▶ **Apply what you read**
a. Duplicate, word for word, the part of the excerpt on Meghan's interview that opens with the words containing "What stuck with" and closes with "granted,’ she said.".
b. According to the excerpt on Meghan's interview, for how many years did she live in Canada for work?
c. Resume the excerpt on Meghan's interview, beginning right after its final sentence.

What stuck with her about the article was ‘the ability of influence, and if it’s only coming from a patriarchal lens, how that’s shaping everything that we see.’
Meghan, who also revealed that she spoke to feminist icon Gloria Steinem, spoke briefly in the interview about the upcoming presidential election in the US and she said that voting is so important and that is something she is very passionate about.
‘I think it’s often challenging for men and women alike, for people to remember just how hard it was to get the right to vote. And be really aware of not taking that for granted,’ she said.
‘I look at my husband, for example. He’s never been able to vote. And I think it’s such an interesting thing to say, the right to vote is not a privilege, it’s a right in and of itself.’
She added that women’s voices are needed now more than ever and the best way to exercise that is through voting.
‘There is still so much work to do, we think about the Voting Rights Act, and how even at this point, I was having this conversation just yesterday, it feels like we make so many strides forward, and yet there is still so much more to do.’
She was also talking about her recent move back to the US with family and how it was devastating to come in a time of “Black Lives Matter” protests.
‘I’d come back after being away for so long, I haven’t lived in the states for 10 years. I lived in Canada for seven years for work. So a really long lapse of time from being here,’ she said.

▶ **Records provided**
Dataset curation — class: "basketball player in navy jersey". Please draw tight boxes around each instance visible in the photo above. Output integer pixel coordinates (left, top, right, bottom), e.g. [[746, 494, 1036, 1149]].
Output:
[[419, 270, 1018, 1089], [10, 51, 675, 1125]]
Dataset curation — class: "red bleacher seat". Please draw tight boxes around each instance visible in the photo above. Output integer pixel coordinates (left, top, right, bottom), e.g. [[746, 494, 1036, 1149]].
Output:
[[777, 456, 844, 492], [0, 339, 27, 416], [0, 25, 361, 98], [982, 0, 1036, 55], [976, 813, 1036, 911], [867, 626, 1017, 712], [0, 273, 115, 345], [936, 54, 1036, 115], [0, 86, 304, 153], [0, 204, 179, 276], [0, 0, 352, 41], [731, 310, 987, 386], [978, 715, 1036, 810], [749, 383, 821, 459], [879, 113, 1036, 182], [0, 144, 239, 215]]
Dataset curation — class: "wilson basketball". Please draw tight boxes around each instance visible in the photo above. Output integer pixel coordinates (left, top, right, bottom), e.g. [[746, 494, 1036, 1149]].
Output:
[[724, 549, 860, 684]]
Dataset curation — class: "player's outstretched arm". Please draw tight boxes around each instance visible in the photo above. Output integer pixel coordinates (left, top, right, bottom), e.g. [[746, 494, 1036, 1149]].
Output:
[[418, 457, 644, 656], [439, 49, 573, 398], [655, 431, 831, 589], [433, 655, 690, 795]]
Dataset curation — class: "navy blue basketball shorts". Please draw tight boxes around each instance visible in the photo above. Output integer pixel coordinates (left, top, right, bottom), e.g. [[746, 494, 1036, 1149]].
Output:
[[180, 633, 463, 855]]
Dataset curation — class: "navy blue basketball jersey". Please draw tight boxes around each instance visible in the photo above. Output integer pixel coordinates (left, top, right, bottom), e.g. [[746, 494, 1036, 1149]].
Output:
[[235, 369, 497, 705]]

▶ **Results**
a.
What stuck with her about the article was ‘the ability of influence, and if it’s only coming from a patriarchal lens, how that’s shaping everything that we see.’
Meghan, who also revealed that she spoke to feminist icon Gloria Steinem, spoke briefly in the interview about the upcoming presidential election in the US and she said that voting is so important and that is something she is very passionate about.
‘I think it’s often challenging for men and women alike, for people to remember just how hard it was to get the right to vote. And be really aware of not taking that for granted,’ she said.

b. Seven years.

c.
‘To come back and to just see the state of affairs, I think at the onset, if I’m being honest, it was just devastating. It was just sad to see where our country was at that moment. ‘
‘If there was any silver lining in that, in the weeks that were happening after the murder of George Floyd, in the peaceful protests that we’re seeing, in the voices that were coming out, in the way that people were actually owning their role and acknowledging their role that they played either actively or passively in the discrimination of other people, specifically of the black community — it shifted from sadness to a feeling of absolute inspiration because I can see that the tide is turning.’
‘I think for so many of us, its very easy to focus on the negativity because it’s what you hear out there… The loudest voices are often the negative ones, sadly,’ she said.
‘So I think, from my standpoint, it’s not new to see this undercurrent of racism and certainly unconscious bias, but I think to see the changes that are being made right now is really something that I look forward to being a part of, and being a part of using my voice in a way I haven’t been able to of late. ‘
‘So, yeah, it’s good to be home,’ she said.
In the months since moving to Los Angeles at the start of lockdown, the Duchess of Sussex has made only a few of virtual appearances.
In the immediate wake of the death of the Black Lives Matter protests sparked by the death of George Floyd, Meghan delivered a speech to the graduating class of her former high school about racial equality and justice.
She also joined Prince Harry for a virtual roundtable discussion with young leaders from around the Commonwealth.